== Passage for review

I looked it up and found a Facebook page even dedicated to this ’cause’. I don’t have a problem with the statement itself. I just think that it misses the point.
Size zero is the fashion-friendly euphemism for anorexia (or dangerous inclination to it). Certainly there are more women falling prey it to. What’s really alarming is that it’s going down the age ladder as well, with younger and younger girls grappling with body image issues at an age when their worries shouldn’t extend beyond crushes and marksheets.
Let’s examine this at its root. The impossible notion of beauty is being foisted on us by popular media, fashion gurus and the beauty industry. This includes fair skin, light-coloured hair and the bizarre size notions of barely-there waists, hips and thighs. It’s the cause for unhealthy diets, starving and purging (inducing vomitting after eating).
But you know something? It’s not physical. In order for a human being who is normally curvaceous to get to the hallowed size zero, the ideal has to have penetrated to a frenzied level, which takes it into the realm of the mind. The size zero issue is an issue of self-esteem, not one of body measurements. Victims of anorexia are known to have distorted perceptions of their bodies.
Now let’s look at that statement, in context. It may be true that men prefer curves to angles. First of all, that’s a fact that’s been parotted out for decades now and it still hasn’t stopped women from wanting thin bodies by dieting, exercising, surgery, drugs, smoking or purging. Secondly, even if it does have immediate impact on a size zero-obsessed woman, I fear that this is a superficial, if not foolhardy solution.

====
== Stored data

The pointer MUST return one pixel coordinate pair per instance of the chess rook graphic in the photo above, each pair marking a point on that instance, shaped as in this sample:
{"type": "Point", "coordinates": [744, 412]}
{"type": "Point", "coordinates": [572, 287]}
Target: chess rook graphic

====

▸ **What is needed**: Reproduce word for word the part of the size zero piece above that opens with the words containing "But you know" and closes with "not foolhardy solution.".

▸ **Result of this exercise**:
But you know something? It’s not physical. In order for a human being who is normally curvaceous to get to the hallowed size zero, the ideal has to have penetrated to a frenzied level, which takes it into the realm of the mind. The size zero issue is an issue of self-esteem, not one of body measurements. Victims of anorexia are known to have distorted perceptions of their bodies.
Now let’s look at that statement, in context. It may be true that men prefer curves to angles. First of all, that’s a fact that’s been parotted out for decades now and it still hasn’t stopped women from wanting thin bodies by dieting, exercising, surgery, drugs, smoking or purging. Secondly, even if it does have immediate impact on a size zero-obsessed woman, I fear that this is a superficial, if not foolhardy solution.